Publication finale

Une justice adaptée aux enfants : plus simple qu’il n’y paraît

Publié le 28.09.2022

Introduction

Cas pratique : Représentation de l’enfant dans le domaine de la protection de l’enfance

Marius, âgé de neuf ans, vit avec sa mère, qui l’éduque seule. Son père l’a reconnu, sans toutefois assumer son rôle auprès de lui. Sa mère souffre de problèmes psychiques depuis plusieurs années, mais sait discerner quand il lui faut s’adresser à des spécialistes et à des institutions. En outre, Marius a fait l’objet dès sa naissance d’une curatelle éducative ordonnée par le service de protection de l’enfance. Sa mère et lui ont aussi bénéficié à certains moments d’un accompagnement socio-éducatif et font des séjours dans l’unité parent-enfant d’une clinique.

À l’école, depuis quelque temps, Marius perturbe les cours et ses notes baissent. Sa relation avec sa mère est de plus en plus conflictuelle : Marius se montre rétif, bourru et désobéissant. Son père, qui a passé par des années difficiles, s’est stabilisé et vit en couple. Marius a donc commencé à lui rendre visite de temps en temps et a exprimé le désir de le faire plus souvent. Confrontée à cette nouvelle situation, sa mère sollicite l’aide de l’autorité de protection de l’enfant et de l’adulte (APEA). Au sein de ce service, la personne responsable du dossier de Marius, qui vient de changer, demande la réalisation d’une expertise psycho-judiciaire pour déterminer les compétences éducatives de la mère. Six mois plus tard, au vu des résultats de l’expertise, l’APEA place Marius dans un foyer pour enfants afin de poursuivre l’examen de la situation.

L’APEA désigne en outre une personne qui, en qualité de curateur, est chargée de défendre les intérêts de Marius, de l’informer et de l’accompagner durant la procédure. Un peu plus de trois mois plus tard, elle attribue l’autorité parentale en exclusivité au père, et Marius va vivre avec lui. L’APEA accorde à la mère un droit de visite bimensuel (accompagné dans un premier temps), ainsi que le droit de parler au téléphone avec l’enfant deux fois par semaine durant 15 minutes. Elle établit aussi un calendrier pour les vacances. Le mandat de représentation prend fin avec cette décision.

Données —

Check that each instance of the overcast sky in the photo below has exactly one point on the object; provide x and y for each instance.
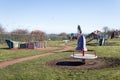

Énoncé —
Reproduisez le passage du texte sur la justice adaptée aux enfants de « Marius, âgé de » à « parent-enfant d’une clinique. », en substituant « dix ans » à « neuf ans ».

Solution rédigée —
Marius, âgé de dix ans, vit avec sa mère, qui l’éduque seule. Son père l’a reconnu, sans toutefois assumer son rôle auprès de lui. Sa mère souffre de problèmes psychiques depuis plusieurs années, mais sait discerner quand il lui faut s’adresser à des spécialistes et à des institutions. En outre, Marius a fait l’objet dès sa naissance d’une curatelle éducative ordonnée par le service de protection de l’enfance. Sa mère et lui ont aussi bénéficié à certains moments d’un accompagnement socio-éducatif et font des séjours dans l’unité parent-enfant d’une clinique.